DEWAN PERWAKILAN DAERAH
REPUBLIK INDONESIA
-----------------------
PERS RELEASE KOMITE II DPD RI
TENTANG
Jakarta, 20 September 2010
Indonesia merupakan negara kepulauan terbesar di dunia dengan potensi dan kekayaan alam yang berlimpah. Indonesia memiliki wilayah seluas 7,7 juta km2, dengan luas daratannya hanya 1/3 dari luas lautan, memiliki garis pantai terpanjang ke-4 di dunia yaitu + 95.181 km, serta memiliki + 17.480 pulau. Disamping itu, secara geografis, Indonesia terletak diantara dua benua, Asia dan Australia dan dua samudera, Hindia dan Pasifik yang merupakan kawasan paling dinamis dalam percaturan dunia baik secara ekonomis dan politis. Keunikan letak geografis tersebut menempatkan Indonesia memiliki keunggulan serta sekaligus ketergantungan yang tinggi terhadap bidang kelautan, dan sangat logis jika ekonomi kelautan dijadikan tumpuan bagi pembangunan ekonomi nasional.
Selain itu, jati diri Indonesia sebagai negara kepulauan telah terpatri pada Undang-Undang Dasar 1945. Pada Pasal 25 UUD 1945 disebutkan bahwa “Negara Kesatuan Republik Indonesia adalah sebuah negara kepulauan yang berciri nusantara dengan wilayah yang batas-batas dan hak-haknya ditetapkan dengan undang-undang”. Dalam rangka Pembangunan Jangka Panjang, maka Pemerintah mengeluarkan Undang-undang No. 17 Tahun 2007 tentang Rencana Pembangunan Jangka Panjang Nasional. Visi Pembangunan Nasional Tahun 2005–2025 sebagaimana yang tertuang dalam UU No. 17 Tahun 2007 adalah “INDONESIA YANG MANDIRI, MAJU, ADIL”. Salah satu misi untuk mewujudkan visi tersebut yaitu Mewujudkan Indonesia menjadi negara kepulauan yang mandiri, maju, kuat, dan berbasiskan kepentingan nasional adalah menumbuhkan wawasan bahari bagi masyarakat dan pemerintah agar pembangunan Indonesia berorientasi kelautan; meningkatkan kapasitas sumber daya manusia yang berwawasan kelautan melalui pengembangan ilmu pengetahuan dan teknologi kelautan; mengelola wilayah laut nasional untuk mempertahankan kedaulatan dan kemakmuran; dan membangun ekonomi kelautan secara terpadu dengan mengoptimalkan pemanfaatan sumberkekayaan laut secara berkelanjutan.

__________________________________________________

→ Tantangan:
**A)** Sebutkan semua benua dan samudra yang menurut teks bacaan mengapit letak Indonesia.
**B)** Menurut teks bacaan, apa visi Pembangunan Nasional Tahun 2005–2025?

→ Data yang Diberikan:

__________________________________________________

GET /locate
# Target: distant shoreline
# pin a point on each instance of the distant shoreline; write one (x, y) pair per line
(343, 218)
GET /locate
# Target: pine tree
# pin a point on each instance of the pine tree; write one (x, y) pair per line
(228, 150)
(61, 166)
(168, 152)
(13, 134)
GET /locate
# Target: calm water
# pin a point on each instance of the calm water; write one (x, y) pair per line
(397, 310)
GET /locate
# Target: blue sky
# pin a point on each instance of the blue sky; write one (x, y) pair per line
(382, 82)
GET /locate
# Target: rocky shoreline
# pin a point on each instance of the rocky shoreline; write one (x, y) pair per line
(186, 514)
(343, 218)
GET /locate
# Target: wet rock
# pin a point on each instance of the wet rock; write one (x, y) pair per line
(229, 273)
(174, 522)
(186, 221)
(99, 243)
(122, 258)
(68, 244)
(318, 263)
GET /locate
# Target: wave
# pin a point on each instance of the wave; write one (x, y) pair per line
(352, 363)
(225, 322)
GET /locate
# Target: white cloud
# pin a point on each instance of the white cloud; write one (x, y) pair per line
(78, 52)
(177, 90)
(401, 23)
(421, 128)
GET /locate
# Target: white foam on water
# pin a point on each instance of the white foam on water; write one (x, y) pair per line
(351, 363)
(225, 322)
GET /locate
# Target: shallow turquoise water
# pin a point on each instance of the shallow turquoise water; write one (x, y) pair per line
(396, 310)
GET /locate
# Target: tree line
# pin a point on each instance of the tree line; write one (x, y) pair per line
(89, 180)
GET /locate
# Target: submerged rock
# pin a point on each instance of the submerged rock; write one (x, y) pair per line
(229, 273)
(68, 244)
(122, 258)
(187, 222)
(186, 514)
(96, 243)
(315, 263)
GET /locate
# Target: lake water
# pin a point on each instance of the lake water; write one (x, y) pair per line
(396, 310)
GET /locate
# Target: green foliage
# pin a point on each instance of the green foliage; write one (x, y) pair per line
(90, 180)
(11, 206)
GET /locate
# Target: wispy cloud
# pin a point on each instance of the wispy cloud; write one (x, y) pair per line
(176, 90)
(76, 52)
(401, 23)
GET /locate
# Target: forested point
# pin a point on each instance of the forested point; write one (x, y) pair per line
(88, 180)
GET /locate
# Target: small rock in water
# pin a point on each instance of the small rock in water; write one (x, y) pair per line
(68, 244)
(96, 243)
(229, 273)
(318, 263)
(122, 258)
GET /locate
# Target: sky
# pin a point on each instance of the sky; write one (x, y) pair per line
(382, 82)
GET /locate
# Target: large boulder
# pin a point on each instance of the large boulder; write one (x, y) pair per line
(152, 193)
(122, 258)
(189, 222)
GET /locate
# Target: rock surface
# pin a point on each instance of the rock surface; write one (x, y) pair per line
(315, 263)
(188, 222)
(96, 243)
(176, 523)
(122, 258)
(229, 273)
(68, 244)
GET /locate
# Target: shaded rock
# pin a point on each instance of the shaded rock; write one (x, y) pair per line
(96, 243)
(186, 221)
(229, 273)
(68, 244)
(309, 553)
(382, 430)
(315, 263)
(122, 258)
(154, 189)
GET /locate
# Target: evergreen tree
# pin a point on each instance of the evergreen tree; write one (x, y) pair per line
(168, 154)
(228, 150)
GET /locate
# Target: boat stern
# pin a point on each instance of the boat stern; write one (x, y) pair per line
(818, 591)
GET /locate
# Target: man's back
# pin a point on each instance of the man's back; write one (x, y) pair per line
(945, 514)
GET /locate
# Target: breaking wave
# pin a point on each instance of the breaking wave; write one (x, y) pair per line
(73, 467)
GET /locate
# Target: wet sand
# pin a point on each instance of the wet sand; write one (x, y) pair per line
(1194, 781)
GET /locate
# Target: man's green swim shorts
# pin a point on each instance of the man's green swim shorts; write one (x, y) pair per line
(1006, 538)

__________________________________________________

→ Jawaban Tiap Tugas:
**A)** Benua: Asia dan Australia. Samudra: Hindia dan Pasifik.

**B)** "INDONESIA YANG MANDIRI, MAJU, ADIL".